▶ _EXERCISE PROMPT_
Write out exactly the lines running from the one that contains "grass field in the photograph above." through the end of the material.

▶ _RECORDS SUPPLIED_
#####

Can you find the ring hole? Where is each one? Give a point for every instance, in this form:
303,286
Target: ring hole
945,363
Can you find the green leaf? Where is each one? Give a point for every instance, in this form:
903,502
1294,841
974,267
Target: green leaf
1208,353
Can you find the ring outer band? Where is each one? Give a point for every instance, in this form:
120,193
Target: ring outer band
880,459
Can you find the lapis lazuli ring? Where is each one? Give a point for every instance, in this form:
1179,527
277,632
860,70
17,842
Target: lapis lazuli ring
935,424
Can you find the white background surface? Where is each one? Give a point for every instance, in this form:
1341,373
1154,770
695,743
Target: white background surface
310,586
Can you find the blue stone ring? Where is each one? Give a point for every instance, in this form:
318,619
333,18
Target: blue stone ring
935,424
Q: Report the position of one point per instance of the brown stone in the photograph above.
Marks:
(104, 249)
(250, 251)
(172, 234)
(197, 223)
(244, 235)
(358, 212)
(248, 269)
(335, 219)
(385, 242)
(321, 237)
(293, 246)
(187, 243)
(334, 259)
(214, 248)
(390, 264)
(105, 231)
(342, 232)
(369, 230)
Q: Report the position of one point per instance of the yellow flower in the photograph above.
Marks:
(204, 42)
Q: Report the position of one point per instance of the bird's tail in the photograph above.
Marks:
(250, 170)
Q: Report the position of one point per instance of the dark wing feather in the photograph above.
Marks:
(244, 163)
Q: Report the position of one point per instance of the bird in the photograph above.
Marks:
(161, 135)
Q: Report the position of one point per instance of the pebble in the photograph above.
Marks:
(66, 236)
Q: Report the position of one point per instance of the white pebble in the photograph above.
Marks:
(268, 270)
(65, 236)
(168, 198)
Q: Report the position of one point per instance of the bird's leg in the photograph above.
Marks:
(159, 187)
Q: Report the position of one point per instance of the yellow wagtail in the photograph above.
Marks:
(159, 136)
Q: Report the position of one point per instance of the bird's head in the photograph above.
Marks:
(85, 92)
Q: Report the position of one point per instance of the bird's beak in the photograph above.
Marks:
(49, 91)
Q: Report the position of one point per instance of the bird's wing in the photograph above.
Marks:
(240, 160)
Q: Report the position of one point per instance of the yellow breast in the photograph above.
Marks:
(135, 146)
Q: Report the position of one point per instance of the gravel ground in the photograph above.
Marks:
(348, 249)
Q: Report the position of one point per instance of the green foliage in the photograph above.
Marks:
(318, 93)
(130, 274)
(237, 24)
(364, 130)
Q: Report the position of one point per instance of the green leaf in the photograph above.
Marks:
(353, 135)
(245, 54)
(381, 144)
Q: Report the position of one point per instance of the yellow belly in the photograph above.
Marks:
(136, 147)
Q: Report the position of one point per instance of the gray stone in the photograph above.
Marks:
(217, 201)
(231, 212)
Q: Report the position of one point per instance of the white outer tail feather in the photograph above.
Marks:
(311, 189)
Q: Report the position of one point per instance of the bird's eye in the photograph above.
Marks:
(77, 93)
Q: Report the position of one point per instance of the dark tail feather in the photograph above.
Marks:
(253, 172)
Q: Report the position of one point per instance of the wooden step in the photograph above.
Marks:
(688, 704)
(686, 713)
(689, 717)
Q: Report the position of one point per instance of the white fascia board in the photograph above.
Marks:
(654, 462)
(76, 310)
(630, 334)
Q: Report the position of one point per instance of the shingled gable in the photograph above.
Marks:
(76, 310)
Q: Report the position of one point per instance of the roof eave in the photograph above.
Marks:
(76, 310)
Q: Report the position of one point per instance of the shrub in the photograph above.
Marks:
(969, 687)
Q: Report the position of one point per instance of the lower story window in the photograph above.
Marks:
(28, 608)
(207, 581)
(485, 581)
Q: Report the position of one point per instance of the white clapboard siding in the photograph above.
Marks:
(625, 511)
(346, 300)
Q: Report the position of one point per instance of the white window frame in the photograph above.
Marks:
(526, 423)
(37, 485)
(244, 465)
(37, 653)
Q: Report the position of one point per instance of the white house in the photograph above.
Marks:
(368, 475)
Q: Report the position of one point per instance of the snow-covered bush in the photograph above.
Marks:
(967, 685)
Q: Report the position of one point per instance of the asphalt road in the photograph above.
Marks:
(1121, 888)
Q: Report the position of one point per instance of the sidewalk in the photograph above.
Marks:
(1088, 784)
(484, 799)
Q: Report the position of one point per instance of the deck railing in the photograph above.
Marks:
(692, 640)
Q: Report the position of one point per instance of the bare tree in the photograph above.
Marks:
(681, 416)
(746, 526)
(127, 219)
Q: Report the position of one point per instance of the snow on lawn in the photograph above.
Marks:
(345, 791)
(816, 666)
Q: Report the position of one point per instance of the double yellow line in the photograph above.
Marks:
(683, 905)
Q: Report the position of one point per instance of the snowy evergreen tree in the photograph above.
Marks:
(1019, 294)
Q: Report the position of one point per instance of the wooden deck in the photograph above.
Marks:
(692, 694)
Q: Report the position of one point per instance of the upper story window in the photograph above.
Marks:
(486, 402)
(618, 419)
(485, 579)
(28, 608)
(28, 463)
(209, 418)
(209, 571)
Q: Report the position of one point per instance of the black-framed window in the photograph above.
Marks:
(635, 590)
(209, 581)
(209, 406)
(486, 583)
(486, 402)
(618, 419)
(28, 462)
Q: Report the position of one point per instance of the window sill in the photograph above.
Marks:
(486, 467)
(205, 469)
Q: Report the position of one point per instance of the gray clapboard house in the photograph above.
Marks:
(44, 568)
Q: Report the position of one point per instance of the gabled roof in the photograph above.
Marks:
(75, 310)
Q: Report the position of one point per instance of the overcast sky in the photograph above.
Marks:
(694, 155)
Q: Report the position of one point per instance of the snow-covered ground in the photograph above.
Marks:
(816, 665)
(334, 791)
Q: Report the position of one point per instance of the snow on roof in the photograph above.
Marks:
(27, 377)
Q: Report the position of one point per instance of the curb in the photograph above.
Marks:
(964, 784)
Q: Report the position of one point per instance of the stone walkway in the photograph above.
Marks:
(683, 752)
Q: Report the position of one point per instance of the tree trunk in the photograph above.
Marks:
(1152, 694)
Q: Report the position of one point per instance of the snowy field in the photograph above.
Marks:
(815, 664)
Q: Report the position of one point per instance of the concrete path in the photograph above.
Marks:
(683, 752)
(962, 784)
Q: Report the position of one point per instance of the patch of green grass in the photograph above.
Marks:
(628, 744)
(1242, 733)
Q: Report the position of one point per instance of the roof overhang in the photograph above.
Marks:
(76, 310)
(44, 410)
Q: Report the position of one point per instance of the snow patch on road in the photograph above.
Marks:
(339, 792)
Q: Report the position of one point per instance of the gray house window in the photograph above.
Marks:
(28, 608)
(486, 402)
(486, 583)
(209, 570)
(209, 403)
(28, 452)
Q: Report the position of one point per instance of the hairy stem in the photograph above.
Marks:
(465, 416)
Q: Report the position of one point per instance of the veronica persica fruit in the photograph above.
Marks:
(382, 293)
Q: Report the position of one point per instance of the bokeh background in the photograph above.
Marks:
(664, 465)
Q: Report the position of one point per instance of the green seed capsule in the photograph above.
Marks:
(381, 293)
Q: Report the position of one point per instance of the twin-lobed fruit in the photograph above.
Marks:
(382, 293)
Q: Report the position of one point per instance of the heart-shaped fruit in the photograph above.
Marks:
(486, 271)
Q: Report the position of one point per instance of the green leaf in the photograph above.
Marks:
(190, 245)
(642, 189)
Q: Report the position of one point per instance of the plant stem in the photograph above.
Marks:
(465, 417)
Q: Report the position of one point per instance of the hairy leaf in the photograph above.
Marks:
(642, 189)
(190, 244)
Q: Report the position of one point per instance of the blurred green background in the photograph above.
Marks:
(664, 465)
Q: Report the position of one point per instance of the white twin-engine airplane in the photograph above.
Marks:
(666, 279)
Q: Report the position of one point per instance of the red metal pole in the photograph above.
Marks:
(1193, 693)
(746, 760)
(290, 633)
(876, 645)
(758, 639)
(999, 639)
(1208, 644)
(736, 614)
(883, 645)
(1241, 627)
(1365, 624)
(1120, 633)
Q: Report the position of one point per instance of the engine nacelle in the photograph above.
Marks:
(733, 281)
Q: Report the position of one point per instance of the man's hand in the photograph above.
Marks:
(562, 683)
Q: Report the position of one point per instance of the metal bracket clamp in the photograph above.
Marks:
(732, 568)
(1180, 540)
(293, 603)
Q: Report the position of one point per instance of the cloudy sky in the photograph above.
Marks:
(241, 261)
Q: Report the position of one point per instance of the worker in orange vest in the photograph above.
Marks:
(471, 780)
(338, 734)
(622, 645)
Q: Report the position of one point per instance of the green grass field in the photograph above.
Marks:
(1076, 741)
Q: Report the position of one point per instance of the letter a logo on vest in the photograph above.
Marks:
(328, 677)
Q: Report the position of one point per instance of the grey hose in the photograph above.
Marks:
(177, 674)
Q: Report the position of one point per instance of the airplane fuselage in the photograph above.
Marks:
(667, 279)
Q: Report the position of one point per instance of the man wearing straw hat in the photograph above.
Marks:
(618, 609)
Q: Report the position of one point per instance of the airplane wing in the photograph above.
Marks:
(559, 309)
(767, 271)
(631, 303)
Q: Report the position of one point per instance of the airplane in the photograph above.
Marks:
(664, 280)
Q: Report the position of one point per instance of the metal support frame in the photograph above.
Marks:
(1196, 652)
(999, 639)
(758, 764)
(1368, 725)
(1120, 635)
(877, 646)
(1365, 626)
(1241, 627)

#####

▶ _COMPLETED TASK_
Q: Report the position of one point per instance of the green grass field in the photograph above.
Marks:
(1076, 741)
Q: Report the position of one point per instance of the letter a logo on vest in the photograph above.
Marks:
(328, 677)
Q: Report the position of one point per instance of the grey hose in the photograph above.
Marks:
(177, 674)
Q: Report the position of one point per instance of the airplane fuselage in the photograph above.
Marks:
(667, 279)
Q: Report the position of one point per instance of the man wearing straw hat in the photograph above.
Marks:
(618, 609)
Q: Report the position of one point per instance of the airplane wing in the photograph above.
Marks:
(559, 309)
(767, 271)
(631, 303)
Q: Report the position of one point per instance of the airplane in the photograph above.
Marks:
(664, 280)
Q: Report the position of one point per instance of the metal support frame in the photograph above.
Marks:
(1196, 652)
(999, 639)
(758, 764)
(1368, 725)
(1120, 635)
(877, 646)
(1365, 626)
(1241, 627)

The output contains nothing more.